Aufgabe 1 - Gib aus den Datensätzen jede Zeile zurück, in der die Zeichenfolge „wooden“ vorkommt.

Textauszug -
>>
Im Garten hat er Fruchtbäume und Kräuter angepflanzt,
doch die "Finca", der Olivenhain, liegt 8
km ausserhalb des Dorfes. Mit dem alten Ford Falcon
fahren wir hinaus. Unzählige grosse, grüne
Papageie schnabulieren von den Bäumen und machen
einen riesigen Krach. Der 24jährige Mario lebt
sozusagen als "socio" in dem kleinen Finca
- Haus, er erhält 50% des Gewinns. Doch vorerst
müssen die Olivenbäume durch richtiges Schneiden
und genügendes Bewässern wieder zu Ertrag
gebracht werden und bis dem so ist, bekommt Mario noch
einen bescheidenen monatlichen Lohn. Ein Junge schlägt
Holz und macht für ein geringes Taschengeld "Wedele"
(oder "Bündeli"). Rolf bringt sie dann
ins Restaurant Tauro und bekommt dafür ab und zu
ein Nachtesssen (deshalb haben wir ihn ja dort getroffen).
So wird hier getauscht, denn Bargeld ist rar. Wir laden
den bescheidenen aber zufriedenen Rolf noch "zum
ene Bierli y" und verabschieden uns dann beim Busterminal.
<<
Aufgabe 2 - Gib den Text über den Olivenhain vollständig und unverändert zurück.

Datenauszug -
>>
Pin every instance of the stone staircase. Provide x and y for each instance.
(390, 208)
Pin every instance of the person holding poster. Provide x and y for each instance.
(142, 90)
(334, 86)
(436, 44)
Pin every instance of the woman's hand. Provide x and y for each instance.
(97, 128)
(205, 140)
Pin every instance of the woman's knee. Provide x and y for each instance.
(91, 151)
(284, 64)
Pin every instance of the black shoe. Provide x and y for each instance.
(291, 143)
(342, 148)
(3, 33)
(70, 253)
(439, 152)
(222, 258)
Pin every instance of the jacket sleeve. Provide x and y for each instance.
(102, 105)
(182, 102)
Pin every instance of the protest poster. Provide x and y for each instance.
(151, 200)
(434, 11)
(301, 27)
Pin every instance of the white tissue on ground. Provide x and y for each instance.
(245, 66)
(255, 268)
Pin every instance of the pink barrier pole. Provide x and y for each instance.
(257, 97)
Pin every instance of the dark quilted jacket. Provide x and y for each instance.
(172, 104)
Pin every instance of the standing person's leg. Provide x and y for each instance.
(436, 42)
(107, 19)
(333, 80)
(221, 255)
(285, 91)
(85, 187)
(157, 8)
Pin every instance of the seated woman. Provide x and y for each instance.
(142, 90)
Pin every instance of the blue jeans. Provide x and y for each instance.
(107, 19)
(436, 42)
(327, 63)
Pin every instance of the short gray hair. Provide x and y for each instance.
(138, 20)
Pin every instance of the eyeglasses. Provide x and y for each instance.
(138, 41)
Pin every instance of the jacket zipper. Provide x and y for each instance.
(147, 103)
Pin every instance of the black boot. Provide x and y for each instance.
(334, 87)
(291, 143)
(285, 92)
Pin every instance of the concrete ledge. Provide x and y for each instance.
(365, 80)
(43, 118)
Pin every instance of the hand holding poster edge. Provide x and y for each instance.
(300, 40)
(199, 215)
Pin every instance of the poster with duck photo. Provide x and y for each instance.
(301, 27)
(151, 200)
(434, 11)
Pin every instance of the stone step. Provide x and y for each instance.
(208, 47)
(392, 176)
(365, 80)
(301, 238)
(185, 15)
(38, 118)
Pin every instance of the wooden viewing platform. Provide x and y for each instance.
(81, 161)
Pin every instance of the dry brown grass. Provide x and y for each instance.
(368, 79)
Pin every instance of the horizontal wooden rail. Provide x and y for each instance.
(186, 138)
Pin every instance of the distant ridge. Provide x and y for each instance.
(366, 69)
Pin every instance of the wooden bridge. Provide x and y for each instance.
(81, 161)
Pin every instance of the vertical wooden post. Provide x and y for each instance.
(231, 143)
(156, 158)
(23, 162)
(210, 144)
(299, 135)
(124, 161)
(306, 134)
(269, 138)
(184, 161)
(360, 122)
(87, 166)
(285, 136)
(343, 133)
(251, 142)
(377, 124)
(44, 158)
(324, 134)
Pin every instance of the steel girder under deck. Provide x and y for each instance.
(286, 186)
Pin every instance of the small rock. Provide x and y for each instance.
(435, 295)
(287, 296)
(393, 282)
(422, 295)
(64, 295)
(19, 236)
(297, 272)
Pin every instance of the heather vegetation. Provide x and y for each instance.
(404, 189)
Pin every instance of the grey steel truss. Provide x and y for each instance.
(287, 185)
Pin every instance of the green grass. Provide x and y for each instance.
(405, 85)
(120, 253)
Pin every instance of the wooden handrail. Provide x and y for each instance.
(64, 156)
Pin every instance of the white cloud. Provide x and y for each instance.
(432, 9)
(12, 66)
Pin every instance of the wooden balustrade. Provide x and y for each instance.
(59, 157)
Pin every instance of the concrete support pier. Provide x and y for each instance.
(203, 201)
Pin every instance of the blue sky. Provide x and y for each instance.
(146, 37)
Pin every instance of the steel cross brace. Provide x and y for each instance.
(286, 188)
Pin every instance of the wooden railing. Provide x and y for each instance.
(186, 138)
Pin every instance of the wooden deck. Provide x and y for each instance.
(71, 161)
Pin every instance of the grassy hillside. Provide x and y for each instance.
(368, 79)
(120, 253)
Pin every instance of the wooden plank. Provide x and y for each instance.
<<
Vollständige Antwort 1 -
Pin every instance of the wooden viewing platform. Provide x and y for each instance.
Pin every instance of the horizontal wooden rail. Provide x and y for each instance.
Pin every instance of the wooden bridge. Provide x and y for each instance.
Pin every instance of the vertical wooden post. Provide x and y for each instance.
Pin every instance of the wooden handrail. Provide x and y for each instance.
Pin every instance of the wooden balustrade. Provide x and y for each instance.
Pin every instance of the wooden railing. Provide x and y for each instance.
Pin every instance of the wooden deck. Provide x and y for each instance.
Pin every instance of the wooden plank. Provide x and y for each instance.

Vollständige Antwort 2 -
Im Garten hat er Fruchtbäume und Kräuter angepflanzt,
doch die "Finca", der Olivenhain, liegt 8
km ausserhalb des Dorfes. Mit dem alten Ford Falcon
fahren wir hinaus. Unzählige grosse, grüne
Papageie schnabulieren von den Bäumen und machen
einen riesigen Krach. Der 24jährige Mario lebt
sozusagen als "socio" in dem kleinen Finca
- Haus, er erhält 50% des Gewinns. Doch vorerst
müssen die Olivenbäume durch richtiges Schneiden
und genügendes Bewässern wieder zu Ertrag
gebracht werden und bis dem so ist, bekommt Mario noch
einen bescheidenen monatlichen Lohn. Ein Junge schlägt
Holz und macht für ein geringes Taschengeld "Wedele"
(oder "Bündeli"). Rolf bringt sie dann
ins Restaurant Tauro und bekommt dafür ab und zu
ein Nachtesssen (deshalb haben wir ihn ja dort getroffen).
So wird hier getauscht, denn Bargeld ist rar. Wir laden
den bescheidenen aber zufriedenen Rolf noch "zum
ene Bierli y" und verabschieden uns dann beim Busterminal.